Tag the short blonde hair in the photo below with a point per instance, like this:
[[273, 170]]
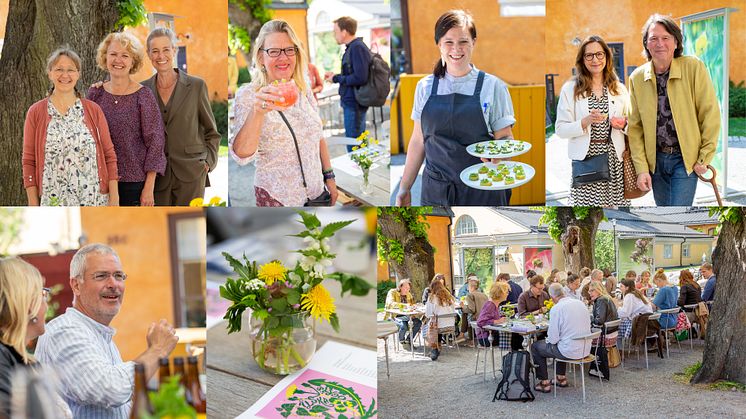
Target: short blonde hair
[[499, 291], [20, 299], [126, 40], [280, 26]]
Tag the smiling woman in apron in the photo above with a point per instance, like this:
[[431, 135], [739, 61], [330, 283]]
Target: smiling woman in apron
[[456, 106]]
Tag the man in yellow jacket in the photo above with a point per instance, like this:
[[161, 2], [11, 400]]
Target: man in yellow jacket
[[675, 120]]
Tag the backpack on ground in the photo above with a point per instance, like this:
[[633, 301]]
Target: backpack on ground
[[515, 384], [375, 91]]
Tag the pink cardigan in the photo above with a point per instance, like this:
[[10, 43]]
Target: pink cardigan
[[35, 140]]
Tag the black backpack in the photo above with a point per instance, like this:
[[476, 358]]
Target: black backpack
[[515, 384], [375, 91]]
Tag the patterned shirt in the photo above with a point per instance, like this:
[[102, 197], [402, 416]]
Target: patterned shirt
[[95, 382], [666, 130], [136, 130], [277, 168]]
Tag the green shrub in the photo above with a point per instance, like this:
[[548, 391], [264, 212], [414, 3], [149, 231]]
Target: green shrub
[[220, 112], [737, 100], [243, 76], [383, 290]]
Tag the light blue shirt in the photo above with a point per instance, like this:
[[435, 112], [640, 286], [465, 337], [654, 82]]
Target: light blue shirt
[[95, 382], [497, 108]]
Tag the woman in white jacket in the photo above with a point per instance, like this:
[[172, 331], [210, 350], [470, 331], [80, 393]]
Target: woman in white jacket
[[592, 116]]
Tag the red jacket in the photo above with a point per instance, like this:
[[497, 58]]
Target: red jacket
[[35, 140]]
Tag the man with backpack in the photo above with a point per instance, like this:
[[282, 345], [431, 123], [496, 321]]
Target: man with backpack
[[568, 319], [355, 72]]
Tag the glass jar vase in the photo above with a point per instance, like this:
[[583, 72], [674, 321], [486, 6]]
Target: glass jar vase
[[283, 344]]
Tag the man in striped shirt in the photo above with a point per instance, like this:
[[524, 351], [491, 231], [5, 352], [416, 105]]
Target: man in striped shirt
[[78, 345]]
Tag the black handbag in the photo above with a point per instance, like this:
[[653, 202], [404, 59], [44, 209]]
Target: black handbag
[[323, 200], [590, 170]]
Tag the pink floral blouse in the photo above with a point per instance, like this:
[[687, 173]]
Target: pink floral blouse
[[277, 169]]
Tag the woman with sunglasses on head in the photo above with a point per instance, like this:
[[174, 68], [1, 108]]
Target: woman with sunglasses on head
[[592, 116], [278, 125], [23, 307]]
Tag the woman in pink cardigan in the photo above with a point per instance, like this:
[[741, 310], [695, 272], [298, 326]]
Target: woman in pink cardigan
[[68, 156]]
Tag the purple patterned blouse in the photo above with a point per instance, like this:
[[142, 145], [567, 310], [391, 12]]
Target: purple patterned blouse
[[136, 130]]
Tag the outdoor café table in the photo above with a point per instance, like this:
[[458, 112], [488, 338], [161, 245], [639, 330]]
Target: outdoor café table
[[418, 312], [385, 329]]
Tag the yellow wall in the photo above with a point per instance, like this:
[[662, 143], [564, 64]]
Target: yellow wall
[[207, 48], [695, 254], [141, 238], [497, 40], [528, 104], [622, 21]]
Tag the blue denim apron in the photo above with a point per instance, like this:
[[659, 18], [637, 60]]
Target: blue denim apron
[[449, 124]]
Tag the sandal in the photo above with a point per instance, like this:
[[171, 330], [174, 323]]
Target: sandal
[[561, 382], [543, 388]]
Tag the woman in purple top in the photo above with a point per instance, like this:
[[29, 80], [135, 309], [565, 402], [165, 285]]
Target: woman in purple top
[[134, 119]]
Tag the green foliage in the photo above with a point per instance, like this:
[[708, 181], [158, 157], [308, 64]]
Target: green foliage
[[737, 100], [603, 251], [220, 112], [238, 38], [390, 249], [169, 401], [244, 76], [383, 290], [132, 13]]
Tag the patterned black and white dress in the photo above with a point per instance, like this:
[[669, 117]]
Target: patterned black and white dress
[[604, 194]]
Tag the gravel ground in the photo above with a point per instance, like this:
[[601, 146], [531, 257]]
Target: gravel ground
[[448, 387]]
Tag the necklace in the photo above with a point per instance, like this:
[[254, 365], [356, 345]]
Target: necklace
[[117, 97]]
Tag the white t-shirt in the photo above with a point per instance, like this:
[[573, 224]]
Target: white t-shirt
[[497, 108]]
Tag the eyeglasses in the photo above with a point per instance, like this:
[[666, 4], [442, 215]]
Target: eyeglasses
[[275, 52], [663, 39], [599, 55], [103, 276]]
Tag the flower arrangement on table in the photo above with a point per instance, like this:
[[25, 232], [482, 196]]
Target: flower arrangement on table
[[215, 201], [363, 155], [284, 302]]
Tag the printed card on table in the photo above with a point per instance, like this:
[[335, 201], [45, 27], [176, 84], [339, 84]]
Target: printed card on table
[[339, 382]]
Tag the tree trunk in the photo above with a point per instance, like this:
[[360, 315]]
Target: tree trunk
[[724, 356], [34, 29], [578, 237], [419, 263]]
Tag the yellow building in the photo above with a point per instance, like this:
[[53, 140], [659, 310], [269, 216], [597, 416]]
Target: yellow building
[[509, 47], [162, 252], [569, 21], [202, 33]]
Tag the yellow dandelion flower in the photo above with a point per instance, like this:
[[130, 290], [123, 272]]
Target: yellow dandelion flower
[[290, 391], [319, 302], [271, 272]]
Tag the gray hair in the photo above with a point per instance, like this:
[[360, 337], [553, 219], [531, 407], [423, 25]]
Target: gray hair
[[161, 32], [556, 290], [77, 264]]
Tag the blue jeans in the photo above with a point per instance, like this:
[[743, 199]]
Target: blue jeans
[[354, 117], [671, 185]]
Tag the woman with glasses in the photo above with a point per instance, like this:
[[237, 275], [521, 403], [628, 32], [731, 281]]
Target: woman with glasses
[[23, 307], [592, 117], [285, 139], [458, 105], [133, 117], [68, 156]]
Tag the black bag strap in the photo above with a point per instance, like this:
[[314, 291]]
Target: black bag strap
[[297, 150]]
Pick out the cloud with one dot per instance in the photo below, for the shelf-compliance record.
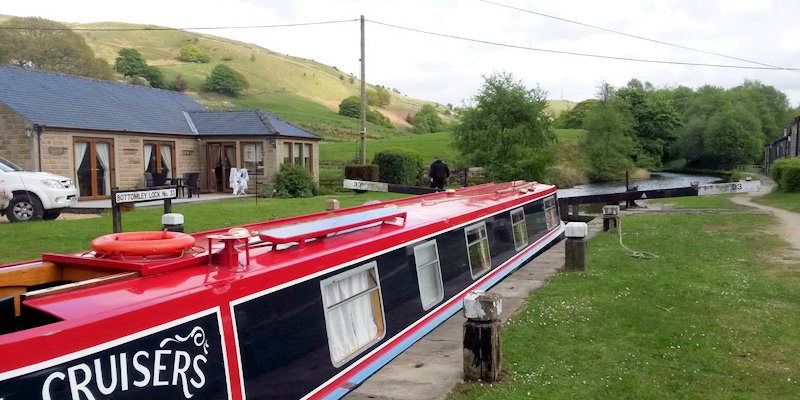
(448, 71)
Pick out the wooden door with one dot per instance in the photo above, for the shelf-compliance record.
(94, 167)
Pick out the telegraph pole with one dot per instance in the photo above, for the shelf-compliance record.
(363, 124)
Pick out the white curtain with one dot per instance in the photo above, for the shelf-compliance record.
(103, 157)
(350, 325)
(148, 153)
(80, 152)
(166, 159)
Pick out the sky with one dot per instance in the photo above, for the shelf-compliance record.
(451, 71)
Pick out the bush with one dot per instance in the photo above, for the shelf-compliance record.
(399, 166)
(362, 172)
(294, 181)
(193, 53)
(225, 80)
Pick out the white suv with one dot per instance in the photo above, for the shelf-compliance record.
(36, 195)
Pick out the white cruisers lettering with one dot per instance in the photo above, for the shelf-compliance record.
(110, 374)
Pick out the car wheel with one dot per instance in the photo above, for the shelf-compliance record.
(50, 215)
(23, 208)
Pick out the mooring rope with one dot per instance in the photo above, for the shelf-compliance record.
(634, 253)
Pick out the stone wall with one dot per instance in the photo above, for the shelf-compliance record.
(15, 145)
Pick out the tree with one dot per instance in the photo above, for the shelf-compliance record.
(573, 118)
(193, 53)
(225, 80)
(734, 136)
(130, 62)
(350, 107)
(427, 120)
(507, 130)
(609, 144)
(51, 46)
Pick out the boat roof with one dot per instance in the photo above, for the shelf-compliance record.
(350, 235)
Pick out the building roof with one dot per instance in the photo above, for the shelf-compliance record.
(65, 101)
(244, 122)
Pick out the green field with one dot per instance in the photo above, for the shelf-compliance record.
(776, 198)
(712, 318)
(24, 241)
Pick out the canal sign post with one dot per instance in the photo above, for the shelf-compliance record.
(128, 196)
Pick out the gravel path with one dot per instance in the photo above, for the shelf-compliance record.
(788, 226)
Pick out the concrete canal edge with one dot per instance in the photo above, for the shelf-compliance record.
(434, 365)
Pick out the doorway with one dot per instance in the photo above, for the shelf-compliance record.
(220, 158)
(94, 166)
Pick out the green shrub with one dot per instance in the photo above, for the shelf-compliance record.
(350, 107)
(780, 167)
(790, 181)
(225, 80)
(193, 53)
(362, 172)
(294, 181)
(399, 166)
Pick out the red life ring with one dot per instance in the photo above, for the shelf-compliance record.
(148, 243)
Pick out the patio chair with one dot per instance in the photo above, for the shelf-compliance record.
(148, 179)
(190, 183)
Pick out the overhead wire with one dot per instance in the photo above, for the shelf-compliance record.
(197, 28)
(665, 43)
(573, 53)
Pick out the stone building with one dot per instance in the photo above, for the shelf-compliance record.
(785, 146)
(105, 134)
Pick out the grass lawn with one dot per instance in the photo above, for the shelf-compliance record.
(776, 198)
(26, 241)
(711, 319)
(720, 202)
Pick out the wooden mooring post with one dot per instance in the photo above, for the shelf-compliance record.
(575, 247)
(482, 352)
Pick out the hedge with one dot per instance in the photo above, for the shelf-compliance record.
(786, 173)
(399, 166)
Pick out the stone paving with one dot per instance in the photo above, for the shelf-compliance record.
(433, 366)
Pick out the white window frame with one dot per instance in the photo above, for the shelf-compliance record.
(518, 246)
(373, 265)
(552, 205)
(479, 225)
(418, 248)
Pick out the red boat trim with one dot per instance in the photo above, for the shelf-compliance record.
(125, 339)
(483, 278)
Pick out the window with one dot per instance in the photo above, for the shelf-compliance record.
(478, 249)
(307, 156)
(551, 213)
(519, 228)
(298, 154)
(159, 158)
(353, 312)
(429, 274)
(253, 157)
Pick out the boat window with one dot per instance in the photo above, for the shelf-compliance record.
(478, 249)
(429, 274)
(353, 312)
(551, 214)
(519, 228)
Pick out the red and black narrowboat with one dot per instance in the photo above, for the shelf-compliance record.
(305, 307)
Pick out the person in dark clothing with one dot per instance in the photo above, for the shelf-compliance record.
(438, 173)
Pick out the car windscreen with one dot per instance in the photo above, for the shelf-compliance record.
(8, 166)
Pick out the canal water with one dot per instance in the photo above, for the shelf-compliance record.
(658, 180)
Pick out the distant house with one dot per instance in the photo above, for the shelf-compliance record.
(785, 146)
(105, 134)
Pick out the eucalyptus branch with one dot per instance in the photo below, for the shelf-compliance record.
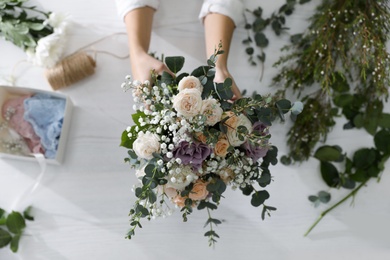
(323, 214)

※

> Work order
Could you restate word for word the lines above from the one containing "Tag the outdoor" through the one containing "[[666, 4], [442, 215]]", both included, and nothing else?

> Exercise output
Tag the outdoor café table in the photo above with a point per instance, like this:
[[458, 112], [488, 338], [161, 245], [639, 330]]
Target: outdoor café table
[[418, 312], [385, 329]]
Tag the yellow wall in the photo above with a point per instance, like this:
[[662, 143], [564, 64]]
Target: yellow wall
[[207, 48], [695, 254], [141, 238], [497, 40], [528, 104], [622, 21]]
Tag the blue denim apron in the photo above with a point per instance, like this:
[[659, 18], [637, 60]]
Target: blue denim apron
[[449, 124]]
Tag the sandal in the photo above with a point per instance, like this:
[[171, 330], [174, 323]]
Target: sandal
[[561, 382], [543, 388]]
Tag the woman in purple top in the photo above with a point per instance, like this:
[[29, 80], [135, 309], [565, 402], [165, 285]]
Target: woman in purple top
[[134, 119]]
Tag the green foliage in the photo above with a point per instance, like this:
[[708, 181], [158, 157], [308, 64]]
Target: green foliage
[[737, 100], [603, 251], [220, 112], [238, 38], [390, 249], [169, 401], [244, 76], [383, 290], [132, 13]]
Tag the patterned black and white dress in the photo above with a point per instance, like this:
[[669, 117]]
Target: patterned black and white dress
[[604, 194]]
Tag the gravel ground in the photo above with a point per instance, like this:
[[601, 146], [531, 257]]
Target: gravel ground
[[448, 387]]
Tag the necklace in the photo above with a point per instance, like this:
[[254, 365], [356, 345]]
Target: necklace
[[117, 97]]
Tag the white t-shirt in the photo above with a point per instance, like this:
[[573, 224]]
Target: white t-shirt
[[497, 108]]
Tag the eyeglasses in the photo above with a point per instance, like this:
[[666, 4], [442, 215]]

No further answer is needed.